__Activity__
Across the entries below, how many lines include "crowd"? Give the number and nothing else.

__Records excerpted from a collection__

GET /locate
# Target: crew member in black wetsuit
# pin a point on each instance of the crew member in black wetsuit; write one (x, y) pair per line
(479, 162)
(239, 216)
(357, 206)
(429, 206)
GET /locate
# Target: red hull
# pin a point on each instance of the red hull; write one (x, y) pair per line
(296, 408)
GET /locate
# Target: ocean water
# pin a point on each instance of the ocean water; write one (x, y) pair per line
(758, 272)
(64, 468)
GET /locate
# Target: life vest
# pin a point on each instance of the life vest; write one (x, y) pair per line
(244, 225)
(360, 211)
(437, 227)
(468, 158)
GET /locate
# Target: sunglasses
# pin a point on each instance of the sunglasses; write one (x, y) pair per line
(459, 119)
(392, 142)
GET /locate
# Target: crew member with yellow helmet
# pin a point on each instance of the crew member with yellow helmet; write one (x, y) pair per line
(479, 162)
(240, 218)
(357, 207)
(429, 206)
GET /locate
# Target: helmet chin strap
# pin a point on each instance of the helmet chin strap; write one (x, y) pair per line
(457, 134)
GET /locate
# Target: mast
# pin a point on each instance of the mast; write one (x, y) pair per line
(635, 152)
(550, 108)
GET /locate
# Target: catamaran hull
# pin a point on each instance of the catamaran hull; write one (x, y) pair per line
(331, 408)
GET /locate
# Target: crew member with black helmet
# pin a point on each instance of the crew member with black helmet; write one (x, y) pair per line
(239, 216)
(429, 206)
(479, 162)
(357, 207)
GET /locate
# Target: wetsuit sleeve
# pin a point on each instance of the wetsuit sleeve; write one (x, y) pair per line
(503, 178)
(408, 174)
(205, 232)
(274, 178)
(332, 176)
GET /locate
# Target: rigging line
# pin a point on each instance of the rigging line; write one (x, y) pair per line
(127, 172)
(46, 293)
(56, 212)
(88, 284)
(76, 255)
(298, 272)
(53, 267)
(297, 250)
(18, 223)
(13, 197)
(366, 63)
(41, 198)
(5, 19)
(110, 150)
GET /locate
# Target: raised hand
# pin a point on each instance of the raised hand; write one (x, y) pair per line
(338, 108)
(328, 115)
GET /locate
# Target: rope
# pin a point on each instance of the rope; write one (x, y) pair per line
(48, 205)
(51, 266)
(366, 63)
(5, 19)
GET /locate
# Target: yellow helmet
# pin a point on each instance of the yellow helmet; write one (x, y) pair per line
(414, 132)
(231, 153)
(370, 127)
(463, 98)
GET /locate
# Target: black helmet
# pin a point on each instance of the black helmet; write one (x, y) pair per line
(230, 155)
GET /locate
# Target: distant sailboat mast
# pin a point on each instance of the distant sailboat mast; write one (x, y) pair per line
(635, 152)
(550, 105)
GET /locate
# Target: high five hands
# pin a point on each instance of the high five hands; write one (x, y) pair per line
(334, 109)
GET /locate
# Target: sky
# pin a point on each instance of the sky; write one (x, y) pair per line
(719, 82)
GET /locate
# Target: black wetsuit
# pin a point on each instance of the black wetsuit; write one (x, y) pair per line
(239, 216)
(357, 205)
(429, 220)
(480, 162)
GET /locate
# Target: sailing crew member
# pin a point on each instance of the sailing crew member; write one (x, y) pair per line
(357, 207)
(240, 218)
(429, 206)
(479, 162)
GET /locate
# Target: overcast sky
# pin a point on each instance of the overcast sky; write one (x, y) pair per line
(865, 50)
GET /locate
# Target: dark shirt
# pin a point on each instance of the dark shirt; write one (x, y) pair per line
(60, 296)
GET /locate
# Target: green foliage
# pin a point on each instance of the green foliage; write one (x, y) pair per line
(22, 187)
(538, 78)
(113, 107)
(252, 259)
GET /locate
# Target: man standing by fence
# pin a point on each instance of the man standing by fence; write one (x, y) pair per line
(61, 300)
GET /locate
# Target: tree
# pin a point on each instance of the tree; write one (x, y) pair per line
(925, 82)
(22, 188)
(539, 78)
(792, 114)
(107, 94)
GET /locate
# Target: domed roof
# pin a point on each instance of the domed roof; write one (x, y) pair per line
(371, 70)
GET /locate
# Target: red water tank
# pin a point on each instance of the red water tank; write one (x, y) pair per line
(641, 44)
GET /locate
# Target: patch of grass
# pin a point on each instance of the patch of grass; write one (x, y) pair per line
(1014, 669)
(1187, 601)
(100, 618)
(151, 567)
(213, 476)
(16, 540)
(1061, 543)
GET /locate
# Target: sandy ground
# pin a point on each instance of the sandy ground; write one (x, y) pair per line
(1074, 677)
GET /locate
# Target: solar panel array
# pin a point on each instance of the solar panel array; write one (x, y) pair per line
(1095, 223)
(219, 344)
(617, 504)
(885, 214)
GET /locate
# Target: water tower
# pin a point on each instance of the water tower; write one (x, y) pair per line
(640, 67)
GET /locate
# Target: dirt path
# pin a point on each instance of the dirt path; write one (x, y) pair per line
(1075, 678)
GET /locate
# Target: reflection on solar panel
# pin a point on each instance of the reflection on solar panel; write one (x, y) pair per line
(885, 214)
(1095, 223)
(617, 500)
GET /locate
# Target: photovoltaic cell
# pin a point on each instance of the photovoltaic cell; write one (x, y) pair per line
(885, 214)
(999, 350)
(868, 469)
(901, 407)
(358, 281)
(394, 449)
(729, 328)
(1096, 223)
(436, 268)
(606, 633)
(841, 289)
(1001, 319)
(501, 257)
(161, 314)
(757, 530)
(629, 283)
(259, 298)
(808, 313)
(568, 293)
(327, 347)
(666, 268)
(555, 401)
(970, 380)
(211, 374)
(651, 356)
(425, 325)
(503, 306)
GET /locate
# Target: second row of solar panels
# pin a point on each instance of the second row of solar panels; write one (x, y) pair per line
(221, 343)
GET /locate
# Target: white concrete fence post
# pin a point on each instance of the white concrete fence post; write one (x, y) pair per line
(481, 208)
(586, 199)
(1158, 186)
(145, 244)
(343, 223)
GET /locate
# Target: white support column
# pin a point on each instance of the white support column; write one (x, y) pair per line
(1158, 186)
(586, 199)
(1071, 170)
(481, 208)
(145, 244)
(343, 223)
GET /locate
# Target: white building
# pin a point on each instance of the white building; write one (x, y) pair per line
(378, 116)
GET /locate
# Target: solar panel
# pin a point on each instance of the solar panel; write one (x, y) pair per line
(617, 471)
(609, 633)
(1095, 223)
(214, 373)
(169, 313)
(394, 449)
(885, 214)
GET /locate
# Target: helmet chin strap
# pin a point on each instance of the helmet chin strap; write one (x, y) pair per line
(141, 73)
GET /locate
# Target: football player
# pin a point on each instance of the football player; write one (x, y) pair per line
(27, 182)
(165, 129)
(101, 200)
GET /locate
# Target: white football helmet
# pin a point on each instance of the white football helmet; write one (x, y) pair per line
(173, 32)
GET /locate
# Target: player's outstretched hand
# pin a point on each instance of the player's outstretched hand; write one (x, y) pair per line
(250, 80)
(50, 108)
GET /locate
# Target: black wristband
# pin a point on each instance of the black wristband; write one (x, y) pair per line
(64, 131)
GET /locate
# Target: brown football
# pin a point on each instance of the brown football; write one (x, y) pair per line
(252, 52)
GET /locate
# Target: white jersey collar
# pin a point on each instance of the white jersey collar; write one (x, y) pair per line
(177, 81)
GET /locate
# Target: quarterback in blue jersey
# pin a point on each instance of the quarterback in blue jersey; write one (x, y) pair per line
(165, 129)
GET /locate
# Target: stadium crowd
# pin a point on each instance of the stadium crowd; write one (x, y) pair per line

__Solution to this task__
2